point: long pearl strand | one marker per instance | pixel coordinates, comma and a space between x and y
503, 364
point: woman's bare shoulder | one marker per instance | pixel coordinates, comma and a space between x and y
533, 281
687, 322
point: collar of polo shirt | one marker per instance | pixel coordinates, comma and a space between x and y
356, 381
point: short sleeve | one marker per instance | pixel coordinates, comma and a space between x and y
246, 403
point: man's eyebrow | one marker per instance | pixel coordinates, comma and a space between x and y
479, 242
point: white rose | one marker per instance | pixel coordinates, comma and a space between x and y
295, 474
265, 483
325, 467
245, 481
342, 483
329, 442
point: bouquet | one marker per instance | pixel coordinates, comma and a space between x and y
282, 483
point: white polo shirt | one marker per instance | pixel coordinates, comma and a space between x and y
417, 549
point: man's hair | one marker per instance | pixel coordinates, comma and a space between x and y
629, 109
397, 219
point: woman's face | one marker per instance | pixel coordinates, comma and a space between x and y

INSTRUCTIONS FOR THE TASK>
Rewrite the listing above with every occurrence of "one marker per instance" changed to "a single marker for each instance", keeping everything else the same.

ANSWER IN FULL>
point: long pearl strand | a single marker for each instance | pixel coordinates, comma and a space between x and y
503, 364
point: woman's bare shoulder | a single marker for each instance | pixel coordinates, comma and a space between x and y
533, 281
687, 322
point: collar of polo shirt | a single marker for each instance | pixel coordinates, comma and a space between x and y
356, 381
point: short sleeve | a single marker for each instance | pixel coordinates, comma and a space between x and y
246, 403
point: man's eyebrow | a single marker for each instance | pixel coordinates, comma and a space between x and y
479, 242
point: white rose | a single marker for each instance | pixel coordinates, comma and a space between x and y
295, 474
265, 483
325, 467
245, 481
342, 483
329, 442
point: bouquet | a single marker for each instance | pixel coordinates, comma and a space between x and y
282, 483
point: white polo shirt | a single marker for each instance | pixel coordinates, comma and a space between x and y
417, 549
point: man's hair | a single marker for each instance | pixel coordinates, comma and a space between x and y
629, 109
397, 219
point: woman's face | a single marker for each instance | pixel coordinates, comma and a space between x and y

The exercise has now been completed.